▶ **EXERCISE TASK 1**:
Answer these questions about the forum thread on online postage below, one line each:
(a) What price and postage did Motackle list for the split ring tweezers?
(b) What postage appeared at checkout for the Wilson Tweezers advertised with free postage?
(c) What does RhubarbTheYeti say caused the stock of usable lures to shrink?
▶ **EXERCISE TASK 2**:
Using the forum thread on online postage below, explain why RhubarbTheYeti was shocked at Motackle's $15 postage charge.

▶ **EXTRACT TO READ**:
# Online postage ?



## RhubarbTheYeti (Oct 28, 2013)

Have been after some split ring tweezers to change the small trebles on my bream lures. The local tackle shop has had them on order for months but with each delivery they don't turn up  
Thought I would check online at Motackle - no probs, they have them for under $12, but then its $15 postage :shock: 
Any idea on where I can source them for realistic price?
I have numerous lures just waiting for the trebles to be replaced and my stock of useable lures is diminishing rapidly (my own fault for not washing them off after use)


----------



## Dodge (Oct 12, 2005)

Look for split ring tweezers, very small and will be cheap to post ....think my brand might be Smith but not sure

Google results here
https://www.google.com/search?q=split+ring+tweezers


----------



## RhubarbTheYeti (Oct 28, 2013)

Dodge said:


> Look for split ring tweezers, very small and will be cheap to post ....think my brand might be Smith but not sure


Thats why I was shocked at $15 postage from Motackle - the tweezers are tiny (like the split-rings I need them for)


----------



## Dodge (Oct 12, 2005)

RhubarbTheYeti said:


> Thats why I was shocked at $15 postage from Motackle - the tweezers are tiny (like the split-rings I need them for)


On the google link is an ad for Wilson Tweezers and it has free postage
http://store.whiteystackle.com.au/Produ ... uctCode=14


----------



## RhubarbTheYeti (Oct 28, 2013)

Dodge said:


> RhubarbTheYeti said:
> 
> 
> > Thats why I was shocked at $15 postage from Motackle - the tweezers are tiny (like the split-rings I need them for)
> ...


Thanks Dodge,
it said "Free Postage" - but when I got to checkout it said $13.50 postage  
No wonder I hate this bloody new technology - promises so much - doesn't deliver


----------



## Dodge (Oct 12, 2005)

RhubarbTheYeti said:


> it said "Free Postage" - but when I got to checkout it said $13.50 postage


That's contradicts the ad, so why not query them via the "contact us' link


----------



## RhubarbTheYeti (Oct 28, 2013)

Right.
So a cheap product qualifies for "free shipping" as long as you spend a whole lot more!
Think I'll just have to get a rellie living in a major centre to go to a tackle shop for me and post it for bugger all


----------



## RhubarbTheYeti (Oct 28, 2013)

patwah said:


> I'll send you mine to lend for $1.50.....


Thanks for the offer - can I borrow it for at least 20 years  (Hope to be annoying the local bream for that long at least)


----------



## Zed (Sep 18, 2006)

Jamaica, Australia comon pretty mama...

▶ **MATERIAL SUPPLIED**:
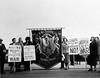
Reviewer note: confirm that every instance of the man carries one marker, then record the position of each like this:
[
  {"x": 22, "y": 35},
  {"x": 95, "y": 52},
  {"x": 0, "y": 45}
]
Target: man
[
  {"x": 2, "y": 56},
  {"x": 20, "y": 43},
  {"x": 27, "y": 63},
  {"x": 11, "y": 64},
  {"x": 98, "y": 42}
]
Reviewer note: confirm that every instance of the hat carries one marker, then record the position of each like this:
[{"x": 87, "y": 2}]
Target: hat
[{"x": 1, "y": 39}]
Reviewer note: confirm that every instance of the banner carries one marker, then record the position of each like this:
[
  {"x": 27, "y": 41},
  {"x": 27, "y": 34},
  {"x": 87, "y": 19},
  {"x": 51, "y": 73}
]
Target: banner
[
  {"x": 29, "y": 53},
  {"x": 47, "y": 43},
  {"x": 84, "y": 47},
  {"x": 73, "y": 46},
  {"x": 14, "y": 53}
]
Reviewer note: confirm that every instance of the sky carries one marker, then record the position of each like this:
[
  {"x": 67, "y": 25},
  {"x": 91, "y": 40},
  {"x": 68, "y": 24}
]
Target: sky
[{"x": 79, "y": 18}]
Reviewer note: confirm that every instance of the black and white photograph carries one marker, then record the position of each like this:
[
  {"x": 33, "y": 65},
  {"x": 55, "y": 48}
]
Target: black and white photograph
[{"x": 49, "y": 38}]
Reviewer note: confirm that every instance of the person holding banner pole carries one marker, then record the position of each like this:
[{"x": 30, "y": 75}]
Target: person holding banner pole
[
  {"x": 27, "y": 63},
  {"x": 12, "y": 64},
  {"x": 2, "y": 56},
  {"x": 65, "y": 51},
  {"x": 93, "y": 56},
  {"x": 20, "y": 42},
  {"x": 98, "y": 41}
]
* * *
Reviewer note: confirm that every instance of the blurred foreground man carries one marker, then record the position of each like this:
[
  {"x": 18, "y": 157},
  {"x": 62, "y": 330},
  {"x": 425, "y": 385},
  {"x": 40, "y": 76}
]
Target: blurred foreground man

▶ **FULL ANSWER 1**:
(a) Under $12 for the tweezers, plus $15 postage.
(b) $13.50.
(c) Not washing the lures off after use.

▶ **FULL ANSWER 2**:
RhubarbTheYeti was shocked because the split ring tweezers are tiny, like the split rings they are needed for. Dodge had also noted that such tweezers are very small and should be cheap to post.